Write the records out again exactly, leaving no images in.

Boundary labeling items:
— START —

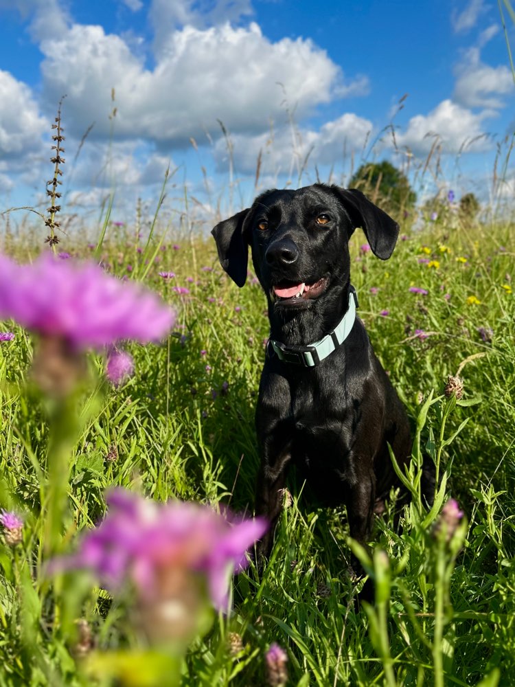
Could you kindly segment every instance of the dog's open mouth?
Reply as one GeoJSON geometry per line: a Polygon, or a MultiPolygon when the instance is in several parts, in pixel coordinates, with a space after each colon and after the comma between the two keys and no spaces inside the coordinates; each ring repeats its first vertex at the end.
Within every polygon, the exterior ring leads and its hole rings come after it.
{"type": "Polygon", "coordinates": [[[325,290],[328,278],[322,277],[312,284],[302,282],[300,284],[282,282],[272,286],[272,300],[282,305],[300,305],[310,299],[318,298],[325,290]]]}

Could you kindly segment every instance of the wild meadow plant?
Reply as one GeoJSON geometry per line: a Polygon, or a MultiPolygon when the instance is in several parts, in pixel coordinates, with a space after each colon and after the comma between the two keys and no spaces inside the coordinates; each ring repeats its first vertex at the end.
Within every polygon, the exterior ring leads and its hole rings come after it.
{"type": "Polygon", "coordinates": [[[60,257],[52,197],[52,250],[0,258],[0,684],[514,684],[513,225],[464,218],[448,193],[433,220],[405,218],[387,266],[352,246],[360,317],[413,420],[411,503],[392,495],[369,552],[343,510],[286,492],[260,571],[259,285],[238,291],[200,238],[165,240],[157,212],[142,238],[108,205],[98,240],[60,257]]]}

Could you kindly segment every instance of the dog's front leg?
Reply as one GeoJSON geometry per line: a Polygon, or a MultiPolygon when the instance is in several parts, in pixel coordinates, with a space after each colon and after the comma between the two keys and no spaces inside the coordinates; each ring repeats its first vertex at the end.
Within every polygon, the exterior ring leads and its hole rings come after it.
{"type": "Polygon", "coordinates": [[[291,460],[290,444],[276,452],[271,438],[262,445],[262,460],[258,477],[255,512],[268,520],[268,528],[258,543],[258,561],[268,558],[272,550],[273,535],[281,513],[286,486],[288,466],[291,460]]]}

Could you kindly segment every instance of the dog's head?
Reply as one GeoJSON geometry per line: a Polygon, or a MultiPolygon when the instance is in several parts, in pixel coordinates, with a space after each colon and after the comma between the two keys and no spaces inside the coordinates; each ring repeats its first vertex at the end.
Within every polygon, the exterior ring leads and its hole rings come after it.
{"type": "Polygon", "coordinates": [[[275,308],[309,308],[348,284],[348,241],[361,227],[378,258],[392,254],[398,225],[360,191],[314,184],[266,191],[251,207],[216,225],[222,267],[238,286],[247,279],[248,247],[258,278],[275,308]]]}

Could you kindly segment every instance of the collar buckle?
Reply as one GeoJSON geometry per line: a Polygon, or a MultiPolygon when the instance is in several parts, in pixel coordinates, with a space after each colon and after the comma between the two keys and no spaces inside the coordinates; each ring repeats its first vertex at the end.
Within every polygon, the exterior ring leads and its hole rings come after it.
{"type": "Polygon", "coordinates": [[[276,341],[270,343],[279,359],[286,363],[300,365],[304,368],[312,368],[320,362],[317,348],[314,346],[287,346],[276,341]],[[312,362],[308,362],[305,353],[310,354],[312,362]]]}

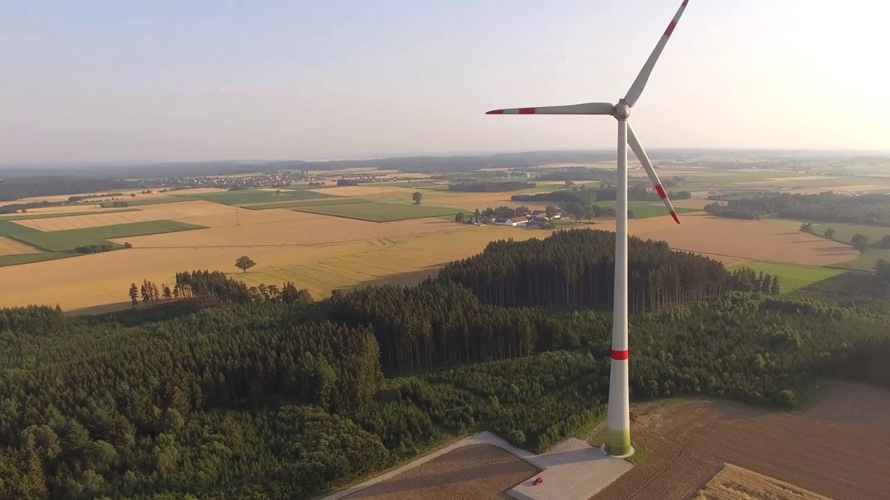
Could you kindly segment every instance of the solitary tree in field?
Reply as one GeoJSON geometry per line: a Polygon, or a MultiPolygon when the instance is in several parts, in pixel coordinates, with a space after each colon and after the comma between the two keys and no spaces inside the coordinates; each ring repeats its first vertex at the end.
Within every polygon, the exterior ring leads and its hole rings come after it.
{"type": "Polygon", "coordinates": [[[853,244],[853,247],[859,250],[860,254],[864,254],[869,248],[869,237],[864,234],[856,233],[853,235],[853,239],[850,243],[853,244]]]}
{"type": "Polygon", "coordinates": [[[130,284],[130,302],[133,302],[133,307],[139,303],[139,288],[136,288],[135,283],[130,284]]]}
{"type": "Polygon", "coordinates": [[[254,261],[252,261],[250,259],[250,257],[248,257],[247,255],[241,255],[240,257],[238,258],[238,260],[235,261],[235,267],[237,267],[238,269],[243,270],[244,272],[247,272],[248,269],[250,269],[250,268],[252,268],[252,267],[254,267],[255,265],[256,265],[256,262],[255,262],[254,261]]]}

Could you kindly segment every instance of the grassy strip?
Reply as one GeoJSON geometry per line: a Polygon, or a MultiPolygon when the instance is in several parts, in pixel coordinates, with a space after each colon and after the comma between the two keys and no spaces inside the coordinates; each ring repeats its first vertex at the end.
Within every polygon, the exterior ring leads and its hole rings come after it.
{"type": "Polygon", "coordinates": [[[41,262],[43,261],[54,261],[56,259],[67,259],[77,257],[79,254],[69,252],[43,252],[40,254],[21,254],[20,255],[0,255],[0,268],[6,266],[17,266],[20,264],[29,264],[31,262],[41,262]]]}
{"type": "Polygon", "coordinates": [[[98,228],[83,228],[60,231],[36,231],[31,230],[30,232],[20,232],[8,236],[50,252],[68,252],[84,245],[109,243],[108,240],[112,238],[127,238],[198,229],[204,229],[204,226],[176,221],[148,221],[144,222],[114,224],[98,228]]]}
{"type": "Polygon", "coordinates": [[[459,208],[430,206],[425,205],[402,205],[395,203],[357,203],[351,205],[333,205],[327,206],[295,206],[290,210],[308,212],[347,219],[359,219],[372,222],[390,222],[406,219],[424,217],[454,216],[459,208]]]}
{"type": "Polygon", "coordinates": [[[271,203],[248,203],[247,205],[239,205],[239,206],[241,208],[249,208],[250,210],[266,210],[269,208],[289,208],[291,206],[320,206],[324,205],[352,205],[356,203],[370,202],[359,198],[325,198],[294,201],[275,201],[271,203]]]}
{"type": "Polygon", "coordinates": [[[56,219],[58,217],[74,217],[75,215],[95,215],[96,214],[117,214],[120,212],[135,212],[138,208],[121,208],[119,210],[100,210],[95,212],[58,212],[55,214],[20,214],[9,217],[0,216],[0,221],[30,221],[31,219],[56,219]]]}
{"type": "Polygon", "coordinates": [[[735,266],[735,268],[748,268],[756,272],[778,276],[779,286],[782,294],[797,291],[805,286],[823,281],[844,272],[838,269],[780,264],[758,261],[740,264],[735,266]]]}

— END —

▶ _OUTPUT FOR THIS TASK_:
Could you kindly segment every instance of the dog's open mouth?
Reply as one GeoJSON geometry per line: a Polygon, or a MultiPolygon when the instance is in several parts, in pixel coordinates, with a space after each colon and after the comma between the two keys and no spaces inside the coordinates; each ring repeats its first vertex at the end.
Within every polygon, the exterior ring leads and its hole rings come after it.
{"type": "Polygon", "coordinates": [[[325,290],[328,278],[322,277],[312,284],[302,282],[300,284],[282,282],[272,286],[272,300],[282,305],[300,305],[310,299],[318,298],[325,290]]]}

Could you kindly segment every instance of the wild meadow plant?
Reply as one GeoJSON geometry per line: a Polygon, or a MultiPolygon when the instance is in several parts, in pixel coordinates, with a space after each colon and after the comma between the two keys and no spaces inside the coordinates; each ring repeats its first vertex at the end.
Within every polygon, the exterior ring leads and its hole rings come after it.
{"type": "Polygon", "coordinates": [[[60,257],[52,197],[52,250],[0,258],[0,684],[514,684],[513,225],[464,218],[448,193],[433,220],[405,218],[387,266],[352,246],[360,317],[413,420],[411,503],[392,495],[369,552],[343,510],[286,492],[260,571],[259,285],[238,291],[200,238],[165,240],[157,212],[142,238],[108,205],[98,240],[60,257]]]}

Could you kindly segment every instance of the dog's front leg?
Reply as one GeoJSON geometry per line: a Polygon, or a MultiPolygon when the instance is in several parts, in pixel coordinates, with a space after each colon and after the comma between the two keys and no spaces inside the coordinates; each ring repeats its first vertex at the end.
Within every polygon, the exterior ring leads and its hole rings come after it.
{"type": "Polygon", "coordinates": [[[291,460],[290,444],[276,452],[271,438],[262,445],[262,460],[258,477],[255,512],[268,520],[268,528],[258,543],[258,561],[268,558],[272,550],[273,535],[281,513],[286,486],[288,466],[291,460]]]}

Could you kindly segment every instance of the dog's head?
Reply as one GeoJSON geometry per line: a Polygon, or a MultiPolygon when the instance is in several parts, in pixel coordinates, with a space after each colon and after the comma between the two keys and no spaces inside the coordinates; each ring repeats its first vertex at the end.
Within every polygon, the exterior ring leads and its hole rings come after it.
{"type": "Polygon", "coordinates": [[[275,308],[309,308],[348,284],[348,241],[361,227],[378,258],[392,254],[398,225],[360,191],[314,184],[266,191],[251,207],[216,225],[222,267],[238,286],[247,279],[248,247],[258,278],[275,308]]]}

Could you kindly segment every instance of the collar buckle?
Reply as one GeoJSON geometry per line: a Polygon, or a MultiPolygon when the instance is in several parts, in pixel coordinates, with a space after each colon and after the comma between the two keys and no spaces inside the coordinates; each ring repeats its first vertex at the end.
Within every polygon, the exterior ring leads and its hole rings come after it.
{"type": "Polygon", "coordinates": [[[276,341],[270,343],[279,359],[286,363],[300,365],[304,368],[312,368],[320,362],[317,348],[314,346],[287,346],[276,341]],[[312,362],[308,362],[305,353],[310,354],[312,362]]]}

Could you kindly segment every instance of the solitary tree in field?
Reply as one GeoJSON geometry per line: a Polygon, or a MultiPolygon when the instance is in several parts, in pixel coordinates, with a space after each colon and after the comma between the two keys and no spaces inside the coordinates; each ring repeats its first vertex at the end.
Within every polygon, the exterior ring leads and its hole rings come after it.
{"type": "Polygon", "coordinates": [[[853,244],[853,247],[859,250],[860,254],[864,254],[869,248],[869,237],[864,234],[856,233],[853,235],[853,239],[850,243],[853,244]]]}
{"type": "Polygon", "coordinates": [[[130,284],[130,302],[133,302],[133,307],[139,303],[139,288],[136,288],[135,283],[130,284]]]}
{"type": "Polygon", "coordinates": [[[254,261],[252,261],[250,259],[250,257],[248,257],[247,255],[241,255],[240,257],[238,258],[238,260],[235,261],[235,267],[237,267],[238,269],[243,270],[244,272],[247,272],[248,269],[250,269],[250,268],[252,268],[252,267],[254,267],[255,265],[256,265],[256,262],[255,262],[254,261]]]}

Could you kindly segment every instance of the grassy strip?
Reply as one GeoJSON geometry per line: a Polygon, or a MultiPolygon when the instance is in several parts, in pixel coordinates, with a space after each colon and after the comma between the two keys and no spaces inside the coordinates; each ring repeats its first vertex at the end.
Within every polygon, the exterior ring leads and its hole rings come after it.
{"type": "Polygon", "coordinates": [[[41,262],[43,261],[54,261],[56,259],[67,259],[77,257],[79,254],[69,252],[43,252],[40,254],[21,254],[20,255],[0,255],[0,268],[6,266],[17,266],[20,264],[29,264],[31,262],[41,262]]]}
{"type": "Polygon", "coordinates": [[[98,228],[83,228],[60,231],[36,231],[31,230],[30,232],[20,232],[8,236],[50,252],[68,252],[84,245],[109,243],[108,240],[112,238],[127,238],[198,229],[204,229],[204,226],[176,221],[148,221],[144,222],[114,224],[98,228]]]}
{"type": "Polygon", "coordinates": [[[459,208],[430,206],[425,205],[402,205],[395,203],[357,203],[351,205],[333,205],[327,206],[295,206],[290,210],[308,212],[347,219],[359,219],[372,222],[390,222],[406,219],[424,217],[454,216],[459,208]]]}
{"type": "Polygon", "coordinates": [[[271,203],[248,203],[247,205],[239,205],[239,206],[241,208],[249,208],[250,210],[266,210],[269,208],[289,208],[291,206],[320,206],[324,205],[352,205],[356,203],[370,202],[359,198],[325,198],[294,201],[275,201],[271,203]]]}
{"type": "Polygon", "coordinates": [[[56,219],[58,217],[74,217],[75,215],[95,215],[96,214],[117,214],[120,212],[135,212],[138,208],[121,208],[119,210],[100,210],[95,212],[58,212],[55,214],[20,214],[9,217],[0,216],[0,221],[30,221],[31,219],[56,219]]]}
{"type": "Polygon", "coordinates": [[[735,266],[735,268],[748,268],[756,272],[778,276],[779,286],[782,294],[797,291],[805,286],[823,281],[844,272],[838,269],[780,264],[758,261],[740,264],[735,266]]]}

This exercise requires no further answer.